Given instruction — Could you quote the lines from the one containing "dancer's pointed foot?" to the one containing "[138,208,200,245]", both included, without the pictures?

[Image box annotation lines]
====================
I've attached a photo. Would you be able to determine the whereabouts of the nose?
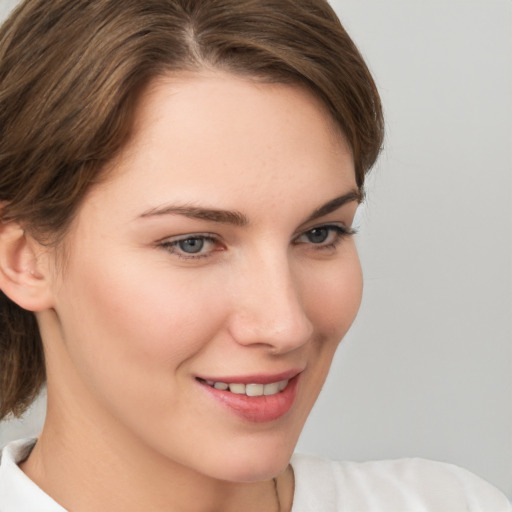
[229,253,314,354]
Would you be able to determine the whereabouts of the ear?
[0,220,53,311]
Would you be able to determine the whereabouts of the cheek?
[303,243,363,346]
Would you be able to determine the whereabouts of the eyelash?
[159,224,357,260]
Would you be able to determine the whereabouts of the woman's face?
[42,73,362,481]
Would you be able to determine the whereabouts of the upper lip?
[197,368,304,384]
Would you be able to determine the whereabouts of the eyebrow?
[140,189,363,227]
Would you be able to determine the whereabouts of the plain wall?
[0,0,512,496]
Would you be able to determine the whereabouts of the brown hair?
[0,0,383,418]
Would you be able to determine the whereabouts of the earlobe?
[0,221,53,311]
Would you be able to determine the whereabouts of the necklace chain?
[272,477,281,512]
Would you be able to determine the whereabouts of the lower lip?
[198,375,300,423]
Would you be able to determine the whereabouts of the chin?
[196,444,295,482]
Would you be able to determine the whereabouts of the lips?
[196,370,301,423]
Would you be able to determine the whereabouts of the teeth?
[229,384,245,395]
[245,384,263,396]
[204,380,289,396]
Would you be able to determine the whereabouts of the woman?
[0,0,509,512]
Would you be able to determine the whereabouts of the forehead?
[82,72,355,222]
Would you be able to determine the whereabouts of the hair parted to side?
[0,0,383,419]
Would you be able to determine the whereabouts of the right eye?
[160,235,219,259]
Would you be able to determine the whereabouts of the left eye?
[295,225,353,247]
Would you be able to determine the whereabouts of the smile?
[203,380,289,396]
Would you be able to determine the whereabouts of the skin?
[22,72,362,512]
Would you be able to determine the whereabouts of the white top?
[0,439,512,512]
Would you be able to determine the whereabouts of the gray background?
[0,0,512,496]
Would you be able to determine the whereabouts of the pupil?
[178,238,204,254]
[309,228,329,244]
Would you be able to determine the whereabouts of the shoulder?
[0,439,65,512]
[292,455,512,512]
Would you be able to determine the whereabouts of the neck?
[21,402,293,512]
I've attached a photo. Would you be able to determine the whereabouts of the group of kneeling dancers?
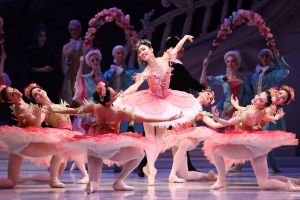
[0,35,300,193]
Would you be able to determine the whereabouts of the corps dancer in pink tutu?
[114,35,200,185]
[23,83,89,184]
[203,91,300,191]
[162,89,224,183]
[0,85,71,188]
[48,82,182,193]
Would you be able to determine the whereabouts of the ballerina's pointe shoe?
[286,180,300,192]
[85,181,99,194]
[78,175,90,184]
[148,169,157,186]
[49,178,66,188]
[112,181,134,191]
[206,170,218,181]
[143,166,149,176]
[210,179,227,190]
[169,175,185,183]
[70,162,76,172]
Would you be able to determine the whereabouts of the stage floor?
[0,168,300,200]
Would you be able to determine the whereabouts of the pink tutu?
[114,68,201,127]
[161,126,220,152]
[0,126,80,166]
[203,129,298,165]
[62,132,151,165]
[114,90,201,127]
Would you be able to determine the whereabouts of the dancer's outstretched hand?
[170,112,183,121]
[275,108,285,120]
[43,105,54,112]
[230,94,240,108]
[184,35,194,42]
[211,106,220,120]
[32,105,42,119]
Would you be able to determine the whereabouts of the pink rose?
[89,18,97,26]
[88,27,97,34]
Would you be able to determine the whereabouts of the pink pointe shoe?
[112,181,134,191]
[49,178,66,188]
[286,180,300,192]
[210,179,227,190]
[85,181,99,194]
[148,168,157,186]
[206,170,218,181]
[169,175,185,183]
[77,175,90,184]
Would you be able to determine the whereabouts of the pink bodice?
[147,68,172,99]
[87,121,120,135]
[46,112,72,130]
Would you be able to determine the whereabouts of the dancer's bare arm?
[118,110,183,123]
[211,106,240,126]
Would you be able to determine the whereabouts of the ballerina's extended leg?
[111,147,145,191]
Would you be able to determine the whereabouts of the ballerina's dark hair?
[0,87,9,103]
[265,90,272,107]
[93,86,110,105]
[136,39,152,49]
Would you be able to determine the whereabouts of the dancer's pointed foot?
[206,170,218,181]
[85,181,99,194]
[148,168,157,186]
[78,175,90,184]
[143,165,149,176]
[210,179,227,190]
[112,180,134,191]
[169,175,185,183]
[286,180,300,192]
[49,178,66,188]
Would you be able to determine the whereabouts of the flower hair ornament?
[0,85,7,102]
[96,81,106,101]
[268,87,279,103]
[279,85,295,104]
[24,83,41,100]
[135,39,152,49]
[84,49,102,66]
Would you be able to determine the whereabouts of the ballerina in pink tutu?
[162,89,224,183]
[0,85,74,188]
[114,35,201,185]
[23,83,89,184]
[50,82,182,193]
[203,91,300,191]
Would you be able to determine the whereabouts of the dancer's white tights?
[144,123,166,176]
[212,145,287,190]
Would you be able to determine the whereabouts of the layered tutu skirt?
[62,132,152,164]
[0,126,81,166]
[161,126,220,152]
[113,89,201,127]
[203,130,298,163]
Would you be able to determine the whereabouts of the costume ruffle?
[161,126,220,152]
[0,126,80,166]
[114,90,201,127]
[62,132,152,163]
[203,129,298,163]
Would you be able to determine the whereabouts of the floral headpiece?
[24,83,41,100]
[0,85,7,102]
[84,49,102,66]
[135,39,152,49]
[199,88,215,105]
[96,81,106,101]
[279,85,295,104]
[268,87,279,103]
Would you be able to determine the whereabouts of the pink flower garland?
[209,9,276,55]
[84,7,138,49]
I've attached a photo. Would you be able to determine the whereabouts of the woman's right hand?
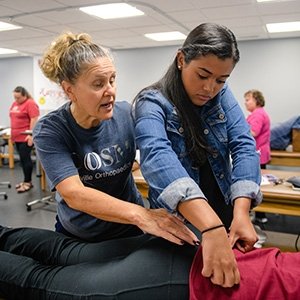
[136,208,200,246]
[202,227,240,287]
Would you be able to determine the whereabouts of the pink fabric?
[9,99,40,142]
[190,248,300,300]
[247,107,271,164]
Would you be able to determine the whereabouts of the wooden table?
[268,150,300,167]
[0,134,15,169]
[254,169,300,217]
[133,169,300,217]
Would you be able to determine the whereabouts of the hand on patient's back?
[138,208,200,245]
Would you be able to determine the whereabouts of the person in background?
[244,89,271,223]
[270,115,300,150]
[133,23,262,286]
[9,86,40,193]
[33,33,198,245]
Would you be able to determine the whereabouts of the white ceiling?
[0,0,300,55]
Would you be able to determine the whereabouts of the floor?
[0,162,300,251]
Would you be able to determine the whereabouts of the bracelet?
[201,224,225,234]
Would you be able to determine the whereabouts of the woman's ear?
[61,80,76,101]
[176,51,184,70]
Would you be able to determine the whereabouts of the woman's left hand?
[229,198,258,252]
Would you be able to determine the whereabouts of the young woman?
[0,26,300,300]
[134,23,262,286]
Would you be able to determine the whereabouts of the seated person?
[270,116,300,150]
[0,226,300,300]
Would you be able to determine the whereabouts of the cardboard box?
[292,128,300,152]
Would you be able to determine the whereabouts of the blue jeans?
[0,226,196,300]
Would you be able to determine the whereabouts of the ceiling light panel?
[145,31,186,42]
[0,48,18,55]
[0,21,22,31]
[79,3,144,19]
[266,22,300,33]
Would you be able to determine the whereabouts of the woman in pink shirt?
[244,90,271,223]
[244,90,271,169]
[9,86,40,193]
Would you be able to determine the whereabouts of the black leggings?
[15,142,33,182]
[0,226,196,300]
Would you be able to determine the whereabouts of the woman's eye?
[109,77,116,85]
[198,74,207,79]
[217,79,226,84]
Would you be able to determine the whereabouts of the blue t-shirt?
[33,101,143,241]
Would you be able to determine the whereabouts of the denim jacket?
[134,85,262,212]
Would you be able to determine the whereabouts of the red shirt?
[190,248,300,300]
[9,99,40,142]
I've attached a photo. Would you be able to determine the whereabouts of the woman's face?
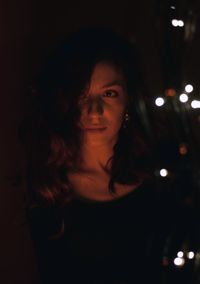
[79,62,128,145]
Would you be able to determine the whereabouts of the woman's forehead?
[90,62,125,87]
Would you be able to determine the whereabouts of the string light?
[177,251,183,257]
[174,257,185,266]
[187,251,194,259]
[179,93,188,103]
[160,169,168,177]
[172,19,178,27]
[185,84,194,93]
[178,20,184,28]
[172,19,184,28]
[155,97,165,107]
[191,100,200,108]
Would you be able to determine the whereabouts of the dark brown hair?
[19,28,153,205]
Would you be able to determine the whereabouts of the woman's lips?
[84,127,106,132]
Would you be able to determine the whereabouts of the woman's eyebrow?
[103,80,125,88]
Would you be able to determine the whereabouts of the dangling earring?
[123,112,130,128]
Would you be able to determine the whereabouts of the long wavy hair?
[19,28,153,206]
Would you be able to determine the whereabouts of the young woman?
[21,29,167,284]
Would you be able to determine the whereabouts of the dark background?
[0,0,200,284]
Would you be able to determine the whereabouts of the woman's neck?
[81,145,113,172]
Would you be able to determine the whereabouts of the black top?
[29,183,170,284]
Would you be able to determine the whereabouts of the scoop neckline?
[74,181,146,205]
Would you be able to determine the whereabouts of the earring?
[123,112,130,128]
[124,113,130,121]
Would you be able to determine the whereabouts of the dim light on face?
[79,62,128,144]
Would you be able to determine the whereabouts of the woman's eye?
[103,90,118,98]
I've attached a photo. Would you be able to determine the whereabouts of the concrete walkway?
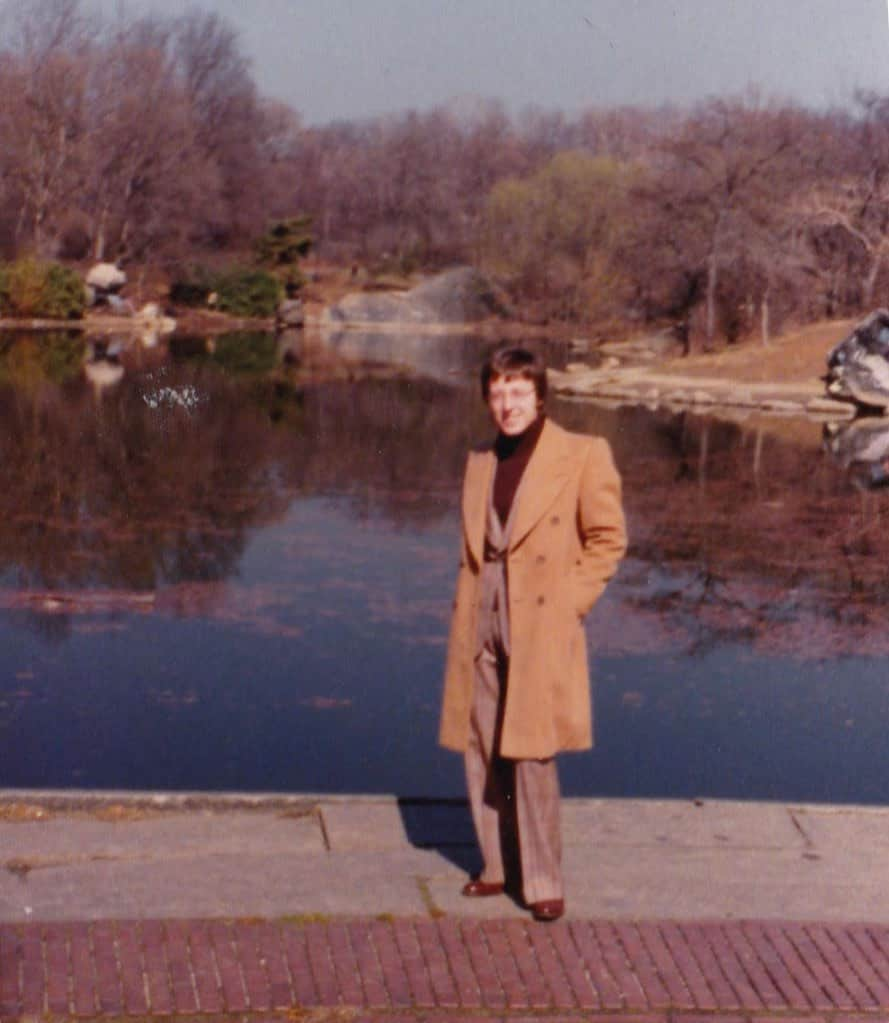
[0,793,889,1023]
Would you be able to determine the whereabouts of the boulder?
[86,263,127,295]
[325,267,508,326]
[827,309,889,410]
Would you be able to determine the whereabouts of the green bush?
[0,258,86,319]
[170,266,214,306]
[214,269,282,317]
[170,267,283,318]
====================
The result —
Would you be able to determine the whereabouts of the dancer's pointed foot?
[206,170,218,181]
[85,181,99,194]
[148,168,157,186]
[78,175,90,184]
[143,165,149,176]
[210,179,227,190]
[112,180,134,191]
[169,175,185,183]
[286,180,300,192]
[49,178,66,188]
Would you be able to determine the whereabouts of the flower hair ornament?
[0,85,7,102]
[96,81,106,101]
[268,87,279,103]
[279,85,295,104]
[24,83,41,100]
[135,39,152,49]
[84,49,102,66]
Would you be able to determine the whereabouts of the ballerina in pink tutu?
[162,89,224,183]
[0,85,74,188]
[114,35,201,185]
[23,83,89,184]
[50,82,182,193]
[203,91,300,191]
Would you be able to determine the whereabouts of the dancer's white tights?
[144,123,166,176]
[212,145,287,190]
Would you be able to determine the whereabouts of the layered tutu skirt?
[62,132,152,164]
[0,126,81,166]
[161,126,220,152]
[113,89,201,127]
[203,130,298,163]
Would you be able to determine the whereabouts of the costume ruffle?
[161,126,220,152]
[0,126,80,166]
[114,90,201,127]
[62,132,152,163]
[203,129,298,163]
Would you be able to determine the whereabouts of the floral headpiece?
[24,83,41,100]
[0,85,7,102]
[84,49,102,66]
[135,39,152,49]
[199,88,215,105]
[96,81,106,101]
[279,85,295,104]
[268,87,279,103]
Would you be able to determine the whereabouts of the pink flower garland?
[209,9,276,55]
[84,7,138,49]
I've attached a photo. Would you be able to determine the whereabouts of the woman's right hand?
[136,208,200,246]
[202,227,240,287]
Would you be able to determine the whereabouts of the pink fabric?
[9,99,40,142]
[190,248,300,300]
[247,107,271,164]
Would you be able to determine the whereabouts of the wooden table?
[268,150,300,167]
[0,134,15,169]
[254,169,300,217]
[133,169,300,217]
Would you be able to determine the whereabouts of the hand on patient's back?
[138,208,200,245]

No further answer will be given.